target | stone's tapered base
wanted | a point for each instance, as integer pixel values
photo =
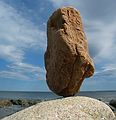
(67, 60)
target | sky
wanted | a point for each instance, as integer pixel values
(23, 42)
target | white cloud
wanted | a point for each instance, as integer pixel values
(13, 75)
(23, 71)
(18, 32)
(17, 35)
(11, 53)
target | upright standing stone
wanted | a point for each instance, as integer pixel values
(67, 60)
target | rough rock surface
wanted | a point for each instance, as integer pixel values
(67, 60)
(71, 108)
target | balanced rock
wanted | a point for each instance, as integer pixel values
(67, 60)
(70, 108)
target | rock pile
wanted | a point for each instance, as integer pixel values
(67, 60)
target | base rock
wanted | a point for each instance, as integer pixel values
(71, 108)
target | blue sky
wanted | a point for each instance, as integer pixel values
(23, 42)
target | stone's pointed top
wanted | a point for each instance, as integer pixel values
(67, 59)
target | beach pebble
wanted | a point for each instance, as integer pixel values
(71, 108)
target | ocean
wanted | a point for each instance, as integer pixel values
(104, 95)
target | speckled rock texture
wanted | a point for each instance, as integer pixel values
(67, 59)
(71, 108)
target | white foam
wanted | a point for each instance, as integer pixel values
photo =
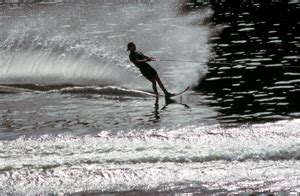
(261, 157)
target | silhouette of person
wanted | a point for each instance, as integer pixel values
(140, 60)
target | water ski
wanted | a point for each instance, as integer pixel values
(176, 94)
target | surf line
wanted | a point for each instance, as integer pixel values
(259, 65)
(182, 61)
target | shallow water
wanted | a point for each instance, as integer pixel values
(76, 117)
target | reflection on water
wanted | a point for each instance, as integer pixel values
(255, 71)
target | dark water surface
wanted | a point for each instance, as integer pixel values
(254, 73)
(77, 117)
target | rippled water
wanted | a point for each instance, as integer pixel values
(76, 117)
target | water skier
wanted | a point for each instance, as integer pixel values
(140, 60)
◆ ◆ ◆ ◆ ◆ ◆ ◆
# [Goal of the exercise]
Wherever the word "rock" appears in a line of the data, copy that line.

# [Answer to this exercise]
target | rough rock surface
target | balanced rock
target | rock pile
target | base rock
target | speckled rock texture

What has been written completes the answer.